#### [Quoted text]
## Start
Proof by induction

[swagmaster420x]

Prove (3 + sqrt(5))^n + (3 - sqrt(5))^n is divisible by 2^n for all positive integers n.

[josh93248]

Uh... What is the point of this?

[toryka]

What is this? Looks so scary to me 

[swagmaster420x]

Lol learn math noobs w t f

[ted]

x^n+y^n=(x+y){x^(n-1)+y^(n-1)}-xy{x^(n-2)+y^(n-2)}

Substitute 3+sqrt5 for x and 3-sqrt5 for y, assume it is true for the first two n, and the result follows because x+y=6 and xy=4.

[swagmaster420x]

x^n+y^n=(x+y){x^(n-1)+y^(n-1)}-xy{x^(n-2)+y^(n-2)}

Substitute 3+sqrt5 for x and 3-sqrt5 for y, assume it is true for the first two n, and the result follows because x+y=6 and xy=4.

Clever , bravo !
## End
#### [Excerpted data]
## Start
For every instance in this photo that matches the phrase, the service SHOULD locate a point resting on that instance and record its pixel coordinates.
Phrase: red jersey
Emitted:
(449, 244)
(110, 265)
## End
## Start
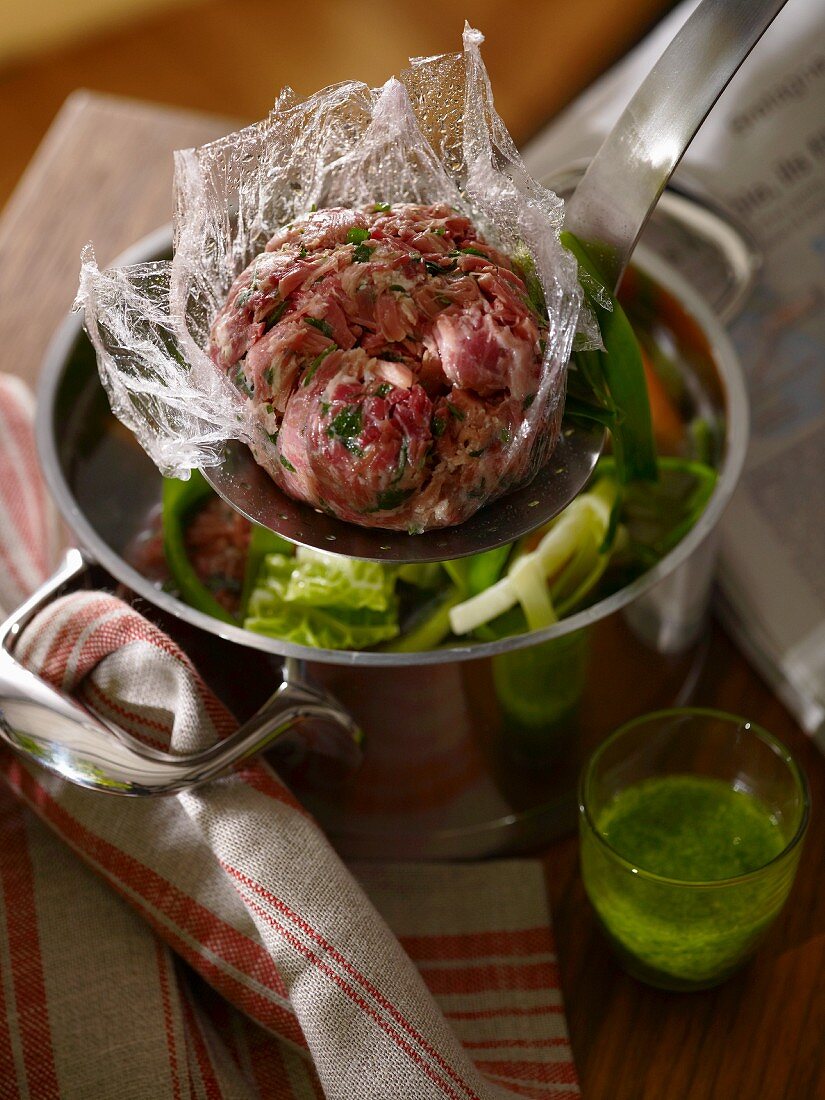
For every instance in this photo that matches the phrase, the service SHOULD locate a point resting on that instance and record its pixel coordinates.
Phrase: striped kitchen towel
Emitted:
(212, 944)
## End
#### [Tasks and exercises]
1 – In the induction thread, what values does the reply give for x+y and xy?
2 – Does each statement agree with the induction thread? Answer yes or no for each, quoting the words from the thread that decide it. (a) The problem asks for a proof that holds for all positive integers n. (b) The reply substitutes 3+sqrt5 for y. (c) The person who posted the problem praises the reply.
3 – Go on with the induction thread by writing the post that comes after its last one.
The records are separate material and have nothing to do with the induction thread.

#### [Responses]
1 – x+y=6 and xy=4.

2 –
(a) Yes: "is divisible by 2^n for all positive integers n."
(b) No: "Substitute 3+sqrt5 for x and 3-sqrt5 for y"
(c) Yes: "Clever , bravo !"

3 –
Is that expansion something you just knew, or played around with to get?
Another solution which results in the same form is observing that 3 +- sqrt5 are the roots of
x^2 - 6x + 4.

[ted]

Is that expansion something you just knew, or played around with to get?

I don't know, just a guess really, although it is a standard technique to express a symmetric function in terms of the elementary symmetric functions. I might have remembered that from fifty years ago I suppose !